◆ Text provided:
Architecture is an industry that changes very slowly, however, through the research conducted by AIA, NOMA, ACSA, and NCARB over the past 20 years, the architecture industry is coming to the realization that without action, the social injustice, in which our industry play a part, will not self-correct.  Specifically, the research by AIA, NOMA, ACSA, and NCARB indicate that the following issues may be significant barriers to Black, Indigenous, and people of color becoming licensed Architects:

  1. Data indicates that African American children (and families) have less exposure to architects than others and so may be unfamiliar with the profession as a career option. 
  1. The activities that stimulate creative problem-solving development and portfolio preparation are more often part of an enrichment program outside of the classroom and therefore possibly inaccessible to lower-income families or families without a child care provider available after school to supervise or facilitate access to their enrichment. Data indicates that African American families might have a greater incidence of falling into this category. 
  1. Architecture is a more expensive and less accessible major for the general population, requiring more years of school, expensive materials, and few schools offering the major, so students who may not have access to private college counselors or professionally-minded guidance in high school may be shut out of the major or not as supported to prepare a portfolio, identify colleges that offer the major, provide proper direction towards a NAAB accredited program, education on the path to licensure, etc. Data indicates that African American students might have a greater incidence of falling into this category.

◆ Stated problem A:
Summarize the passage on barriers to architecture licensure in two sentences.

◆ Records for processing:
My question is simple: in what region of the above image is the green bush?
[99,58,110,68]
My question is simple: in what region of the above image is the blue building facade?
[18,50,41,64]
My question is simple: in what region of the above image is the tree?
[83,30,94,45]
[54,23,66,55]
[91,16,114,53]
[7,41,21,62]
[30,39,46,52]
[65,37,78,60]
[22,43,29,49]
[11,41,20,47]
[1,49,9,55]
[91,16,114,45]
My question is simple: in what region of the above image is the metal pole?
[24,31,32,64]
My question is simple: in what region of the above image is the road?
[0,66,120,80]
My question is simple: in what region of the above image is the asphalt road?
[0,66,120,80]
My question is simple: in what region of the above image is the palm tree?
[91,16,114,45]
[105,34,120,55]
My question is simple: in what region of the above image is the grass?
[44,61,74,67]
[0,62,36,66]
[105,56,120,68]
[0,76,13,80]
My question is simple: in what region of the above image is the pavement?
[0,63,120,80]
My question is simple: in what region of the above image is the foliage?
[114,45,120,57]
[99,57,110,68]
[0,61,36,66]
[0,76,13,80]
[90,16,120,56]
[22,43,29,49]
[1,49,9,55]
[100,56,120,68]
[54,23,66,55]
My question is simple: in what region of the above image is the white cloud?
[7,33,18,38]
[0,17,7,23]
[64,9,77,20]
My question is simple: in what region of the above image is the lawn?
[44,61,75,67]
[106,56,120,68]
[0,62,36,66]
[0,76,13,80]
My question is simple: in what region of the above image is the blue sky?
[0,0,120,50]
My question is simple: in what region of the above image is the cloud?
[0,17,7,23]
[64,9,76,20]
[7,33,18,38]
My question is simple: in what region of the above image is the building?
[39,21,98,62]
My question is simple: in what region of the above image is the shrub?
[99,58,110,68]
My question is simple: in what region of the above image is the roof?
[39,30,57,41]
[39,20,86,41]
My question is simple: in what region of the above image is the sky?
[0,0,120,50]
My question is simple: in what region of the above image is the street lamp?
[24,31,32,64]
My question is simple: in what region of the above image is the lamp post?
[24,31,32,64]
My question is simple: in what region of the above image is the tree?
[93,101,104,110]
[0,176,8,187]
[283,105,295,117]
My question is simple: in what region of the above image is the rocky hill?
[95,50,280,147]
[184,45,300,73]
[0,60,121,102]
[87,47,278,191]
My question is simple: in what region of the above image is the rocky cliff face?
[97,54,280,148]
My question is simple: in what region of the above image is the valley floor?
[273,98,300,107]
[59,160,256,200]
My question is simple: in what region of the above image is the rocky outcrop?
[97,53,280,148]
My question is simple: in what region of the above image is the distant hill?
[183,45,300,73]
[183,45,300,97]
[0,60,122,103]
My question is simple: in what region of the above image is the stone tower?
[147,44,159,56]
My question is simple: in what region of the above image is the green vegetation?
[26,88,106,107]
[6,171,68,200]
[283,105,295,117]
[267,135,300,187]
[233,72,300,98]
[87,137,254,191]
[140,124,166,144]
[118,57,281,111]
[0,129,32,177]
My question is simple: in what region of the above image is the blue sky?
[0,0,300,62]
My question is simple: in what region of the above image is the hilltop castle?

◆ Stated problem B:
Please write out the records again, everything from the line containing "the distant hill?" down to the line containing "[0,129,32,177]" (both included), renaming "region" to "part" and changing nothing else. Return only those lines.

◆ Written answer A:
Research by AIA, NOMA, ACSA, and NCARB over the past 20 years has led the architecture industry to realize that, without action, the social injustice in which it plays a part will not self-correct. That research points to possible barriers to Black, Indigenous, and people of color becoming licensed architects: less exposure to architects, limited access to the enrichment programs that build creative problem-solving and portfolios, and a major that costs more, takes more years, and is offered at few schools.

◆ Written answer B:
My question is simple: in what part of the above image is the distant hill?
[183,45,300,73]
[183,45,300,97]
[0,60,122,103]
My question is simple: in what part of the above image is the stone tower?
[147,44,159,56]
My question is simple: in what part of the above image is the green vegetation?
[26,88,106,107]
[6,171,68,200]
[283,105,295,117]
[267,135,300,187]
[233,72,300,98]
[87,137,254,191]
[140,124,166,144]
[118,57,281,111]
[0,129,32,177]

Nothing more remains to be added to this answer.